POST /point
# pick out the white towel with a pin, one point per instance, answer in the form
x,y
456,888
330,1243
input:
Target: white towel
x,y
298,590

==

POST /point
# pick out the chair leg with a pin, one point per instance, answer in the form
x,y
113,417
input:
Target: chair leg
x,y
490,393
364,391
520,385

* * *

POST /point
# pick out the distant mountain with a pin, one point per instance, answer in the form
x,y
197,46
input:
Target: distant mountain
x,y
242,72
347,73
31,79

§ **OBJECTIF**
Rassemblez toutes les lignes des données qui contiennent la chaîne « white », en respectant la casse.

§ **RÉPONSE ÉCRITE**
# pick out the white towel with a pin, one point per instance, answer in the form
Target: white towel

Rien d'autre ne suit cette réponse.